If you like Alton Brown, Shirley Corriher, etc., then this book is for you.
If you watch America’s Test Kitchen or Cook’s Country on TV, and like the science section, buy the book. To me, the recipes may be redundant (400 recipes for 50 sections).
This is a great book if you want to take “Food Science 101″ at home. Read each section carefully, then maybe try a suggested recipe to understand the chapter subject. If you want to know HOW, don’t buy the book, but if you want to know WHY, place your order now.
But for me, at age 74, it is a great refresher course. It is definately a FIVE if this type of book interests you.
With 50 sections, you could do one a week and take a two week sabatical.
I still consider myself an advanced beginner when it comes to cooking so I LOVE cookbooks like this where they explain WHY recipes are they way they are. Things I liked about this book:
1. They have 50 cooking concepts that are discussed in detail. These range from “A covered pot doesn’t need water” to “starch helps cheese melt nicely.” They tell you the concept, then explain the science behind it. Often the explanation comes with illustrations, tables and details of the experiments they did in the test kitchen. There were a lot of things I had never read/heard of before like how salt added to meat makes it more juicy, but salt added to vegetables takes the water out.

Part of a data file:
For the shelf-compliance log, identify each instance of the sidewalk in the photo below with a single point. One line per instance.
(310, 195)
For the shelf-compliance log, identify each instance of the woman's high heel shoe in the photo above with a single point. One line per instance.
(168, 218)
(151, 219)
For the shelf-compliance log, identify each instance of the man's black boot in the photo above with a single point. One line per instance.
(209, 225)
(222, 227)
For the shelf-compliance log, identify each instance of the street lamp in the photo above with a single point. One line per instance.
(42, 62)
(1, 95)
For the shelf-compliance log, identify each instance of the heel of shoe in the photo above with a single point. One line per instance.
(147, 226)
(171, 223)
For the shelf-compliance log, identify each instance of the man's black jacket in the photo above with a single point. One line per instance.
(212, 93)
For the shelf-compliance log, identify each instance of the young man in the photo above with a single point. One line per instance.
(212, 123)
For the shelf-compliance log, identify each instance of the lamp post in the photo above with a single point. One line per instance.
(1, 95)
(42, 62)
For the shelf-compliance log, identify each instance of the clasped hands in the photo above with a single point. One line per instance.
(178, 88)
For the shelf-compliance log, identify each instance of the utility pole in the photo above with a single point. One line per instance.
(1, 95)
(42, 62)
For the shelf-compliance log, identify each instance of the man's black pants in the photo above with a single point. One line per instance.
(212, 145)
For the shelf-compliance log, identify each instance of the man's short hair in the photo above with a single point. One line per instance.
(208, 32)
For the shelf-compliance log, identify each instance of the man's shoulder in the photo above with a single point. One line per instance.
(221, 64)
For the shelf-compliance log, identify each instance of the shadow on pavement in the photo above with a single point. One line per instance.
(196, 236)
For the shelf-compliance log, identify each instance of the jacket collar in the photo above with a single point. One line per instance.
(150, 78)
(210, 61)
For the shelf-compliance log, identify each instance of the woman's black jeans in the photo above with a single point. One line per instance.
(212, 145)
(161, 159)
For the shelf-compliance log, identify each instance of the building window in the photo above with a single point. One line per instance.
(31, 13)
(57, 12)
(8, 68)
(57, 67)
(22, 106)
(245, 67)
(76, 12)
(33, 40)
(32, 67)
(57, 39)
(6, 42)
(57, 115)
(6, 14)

Tasks for this exercise:
[A] In the cookbook reviews, rewrite the passage between "If you watch" and "book interests you.", inclusive, replacing "book" with "volume".
[B] According to the cookbook reviews, how many recipes does the book contain?
[C] Write the next part of the cookbook reviews, picking up after their final sentence.

Written answers:
[A]
If you watch America’s Test Kitchen or Cook’s Country on TV, and like the science section, buy the volume. To me, the recipes may be redundant (400 recipes for 50 sections).
This is a great volume if you want to take “Food Science 101″ at home. Read each section carefully, then maybe try a suggested recipe to understand the chapter subject. If you want to know HOW, don’t buy the volume, but if you want to know WHY, place your order now.
But for me, at age 74, it is a great refresher course. It is definately a FIVE if this type of volume interests you.

[B] 400 recipes.

[C]
2. The book is brimming with tips, tricks and information. The index has information on how to pick out kitchen equipment like knives, pots and pans and tools; emergency ingredient substitutions are also given. The front of the book goes over basics like meat temperatures that indicate doneness, definitions of common cooking terms. (I now know what to do if a recipe calls for chiffonading herbs!)
3. The book has lots of recipes and a good variety of types. It really has a little bit of everything.
4. The book is very well put together. The pages are glossy, the binding is tight. Feels like it can withstand years of being used.
Things I didn’t like:
1. The biggest pet peeve I have with this something many people will NOT have to worry about. I happen to have the The Cook’s Illustrated Cookbook: 2,000 Recipes from 20 Years of America’s Most Trusted Cooking Magazine and many (if not all) the recipes are the same. I randomly looked up about ten recipes and they were all duplicates. Some had more explanations on why they work, or might offer more variations, but so far I haven’t found a single recipe that is not a duplicate. (I have not looked at every single recipe though, as I said, I just looked up a few in different categories.) That said, you would think I would be majorly upset but I’m not. There are so many tips and explanations in this book not found in the other one that I don’t think it’s a total loss. I just want to mention this in case you have the other book that there are no new recipes, but much new information.
2. There are no pictures of the recipes, but if you’re familiar with Cooks Illustrated, this will not be new to you. Many of my “gourmet” cookbooks have no photos so this is a small thing. I just mention it in case there are people out there who are very visual and need photos.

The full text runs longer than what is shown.